**Data provided:**
◇ ◇ ◇ ◇ ◇

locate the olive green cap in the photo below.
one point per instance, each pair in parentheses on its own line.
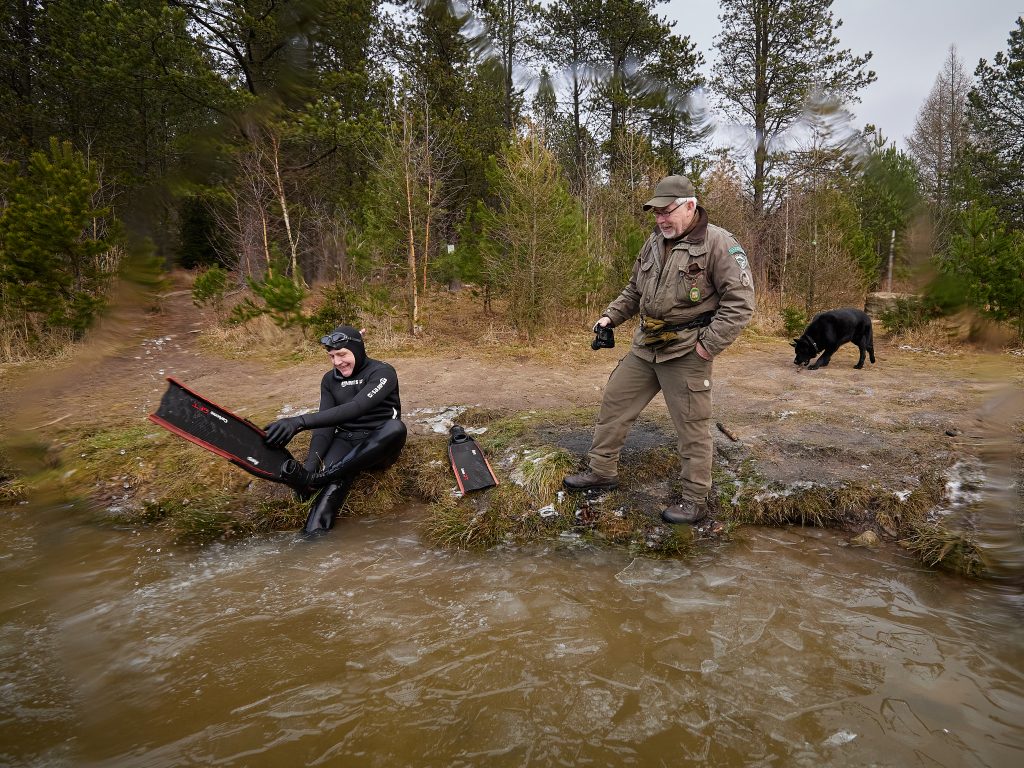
(669,190)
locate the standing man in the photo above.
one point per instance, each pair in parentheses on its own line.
(357,428)
(691,286)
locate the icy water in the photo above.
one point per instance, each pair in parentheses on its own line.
(369,648)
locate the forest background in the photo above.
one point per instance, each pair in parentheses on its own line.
(318,161)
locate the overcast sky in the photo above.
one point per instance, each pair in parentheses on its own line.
(909,39)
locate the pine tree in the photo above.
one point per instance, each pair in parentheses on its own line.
(54,242)
(939,140)
(772,56)
(995,111)
(535,244)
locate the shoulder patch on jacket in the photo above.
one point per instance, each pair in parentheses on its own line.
(739,255)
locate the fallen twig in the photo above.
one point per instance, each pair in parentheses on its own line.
(726,431)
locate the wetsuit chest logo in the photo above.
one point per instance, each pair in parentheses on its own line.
(378,388)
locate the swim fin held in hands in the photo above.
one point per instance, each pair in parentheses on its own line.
(472,471)
(198,420)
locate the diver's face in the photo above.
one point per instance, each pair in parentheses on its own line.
(343,360)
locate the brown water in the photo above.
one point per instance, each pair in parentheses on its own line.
(369,648)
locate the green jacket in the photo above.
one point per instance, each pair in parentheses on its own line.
(706,269)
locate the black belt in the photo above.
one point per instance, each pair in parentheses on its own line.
(700,321)
(349,435)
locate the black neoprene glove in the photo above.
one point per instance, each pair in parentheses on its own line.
(281,432)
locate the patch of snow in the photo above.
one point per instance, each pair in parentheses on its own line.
(839,738)
(439,419)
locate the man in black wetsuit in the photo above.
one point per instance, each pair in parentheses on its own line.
(358,427)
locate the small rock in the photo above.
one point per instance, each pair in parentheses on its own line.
(867,539)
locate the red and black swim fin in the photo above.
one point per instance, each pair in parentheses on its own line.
(472,471)
(190,416)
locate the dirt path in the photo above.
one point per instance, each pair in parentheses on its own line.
(883,423)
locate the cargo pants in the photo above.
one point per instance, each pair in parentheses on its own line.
(685,382)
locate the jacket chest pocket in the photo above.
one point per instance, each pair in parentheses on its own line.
(692,285)
(646,278)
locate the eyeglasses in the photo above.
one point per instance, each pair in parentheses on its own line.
(338,338)
(665,211)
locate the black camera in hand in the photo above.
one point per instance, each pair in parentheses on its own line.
(603,338)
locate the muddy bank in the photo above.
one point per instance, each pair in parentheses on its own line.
(915,450)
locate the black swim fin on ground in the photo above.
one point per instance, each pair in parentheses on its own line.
(190,416)
(472,471)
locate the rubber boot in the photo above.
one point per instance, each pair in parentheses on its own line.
(321,518)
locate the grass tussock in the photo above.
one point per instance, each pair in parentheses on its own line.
(938,546)
(529,505)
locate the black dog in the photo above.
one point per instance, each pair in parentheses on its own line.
(828,331)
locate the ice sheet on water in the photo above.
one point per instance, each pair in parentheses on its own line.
(840,737)
(642,571)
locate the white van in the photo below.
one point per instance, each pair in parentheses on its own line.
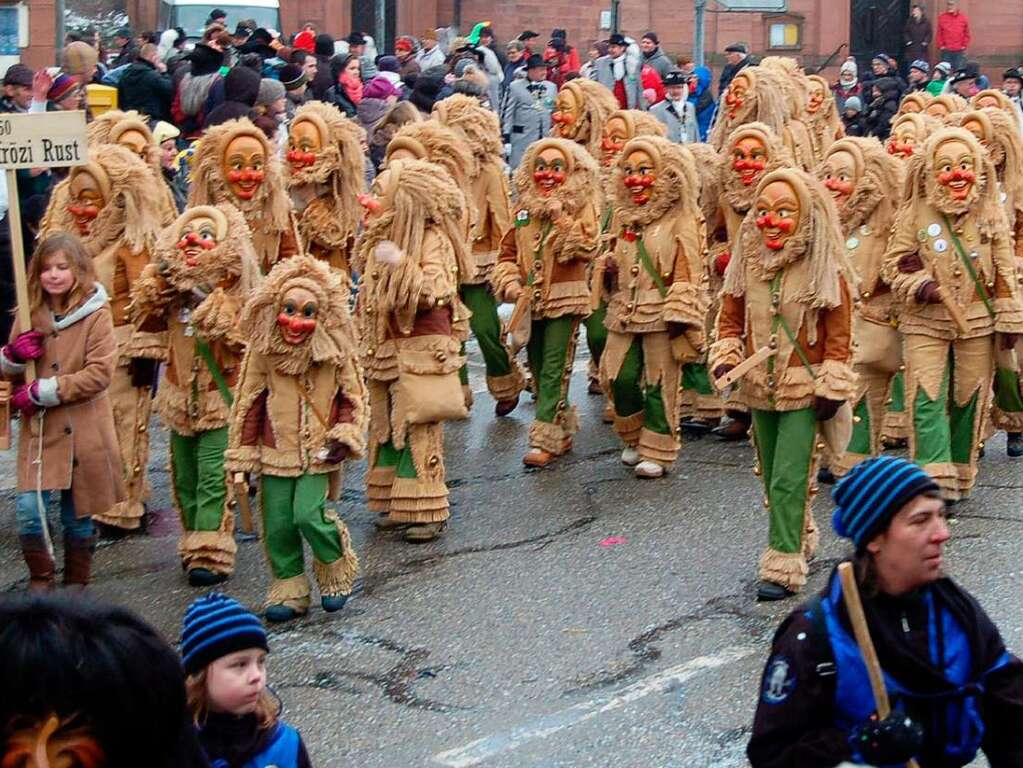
(190,15)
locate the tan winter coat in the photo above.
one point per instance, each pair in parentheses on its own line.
(79,443)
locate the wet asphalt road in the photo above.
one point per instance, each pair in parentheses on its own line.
(570,617)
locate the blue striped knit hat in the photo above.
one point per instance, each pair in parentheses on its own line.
(215,626)
(873,492)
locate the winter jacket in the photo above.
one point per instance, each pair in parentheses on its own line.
(146,90)
(79,442)
(917,39)
(953,32)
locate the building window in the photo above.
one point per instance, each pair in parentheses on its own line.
(785,32)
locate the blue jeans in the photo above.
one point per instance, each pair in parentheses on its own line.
(27,515)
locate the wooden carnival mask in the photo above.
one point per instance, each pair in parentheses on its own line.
(550,168)
(639,175)
(749,159)
(242,166)
(616,136)
(954,168)
(737,94)
(52,743)
(87,196)
(304,142)
(297,315)
(567,113)
(777,214)
(841,175)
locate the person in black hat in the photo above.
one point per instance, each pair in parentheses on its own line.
(528,106)
(16,89)
(738,56)
(954,689)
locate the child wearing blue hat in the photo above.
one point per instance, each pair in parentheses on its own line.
(223,650)
(954,689)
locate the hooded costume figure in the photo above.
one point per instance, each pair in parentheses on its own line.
(786,302)
(951,247)
(542,269)
(185,308)
(481,131)
(657,314)
(996,130)
(862,180)
(235,164)
(325,177)
(619,129)
(301,411)
(821,117)
(412,326)
(109,207)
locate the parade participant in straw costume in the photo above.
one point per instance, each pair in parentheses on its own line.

◇ ◇ ◇ ◇ ◇

**What this task involves:** Render every line of the listing from the line containing "locate the building" through the final line, inclusive, as a Markdown table with the columns Row and Listing line. Omit blank lines.

**Output of the exercise:**
| Row | Listing line |
|---|---|
| 1 | locate the building window in the photo above. |
| 2 | one point per instance, each pair in parentheses on its own line. |
| 3 | (785,32) |
| 4 | locate the blue jeans in the photo above. |
| 5 | one point per instance, each pair in parentheses on its own line. |
| 6 | (27,515) |
| 7 | locate the wooden carnival mask in the photo above. |
| 8 | one point per instance, each pair in parentheses on its own line. |
| 9 | (550,168) |
| 10 | (639,175) |
| 11 | (749,159) |
| 12 | (242,166) |
| 13 | (616,136) |
| 14 | (954,168) |
| 15 | (737,94) |
| 16 | (52,743) |
| 17 | (87,196) |
| 18 | (304,142) |
| 19 | (297,315) |
| 20 | (567,113) |
| 21 | (777,214) |
| 22 | (841,175) |
| 23 | locate the person in black hat in the photo above. |
| 24 | one point per instance, each pair in parentheses on its own line. |
| 25 | (528,106) |
| 26 | (16,89) |
| 27 | (738,56) |
| 28 | (954,689) |
| 29 | locate the child wearing blue hat in the photo above. |
| 30 | one point per instance, each pair in parentheses on its own line. |
| 31 | (223,650) |
| 32 | (954,689) |
| 33 | locate the hooded costume figure in the photo above. |
| 34 | one point per instance, each pair in parentheses on its own line. |
| 35 | (786,302) |
| 36 | (951,247) |
| 37 | (542,269) |
| 38 | (185,308) |
| 39 | (481,131) |
| 40 | (657,314) |
| 41 | (996,130) |
| 42 | (862,180) |
| 43 | (235,164) |
| 44 | (325,177) |
| 45 | (619,129) |
| 46 | (301,411) |
| 47 | (821,117) |
| 48 | (412,326) |
| 49 | (109,207) |
| 50 | locate the parade participant in straw costume in the photo above. |
| 51 | one point per instance, each pair in parentheses on its own line. |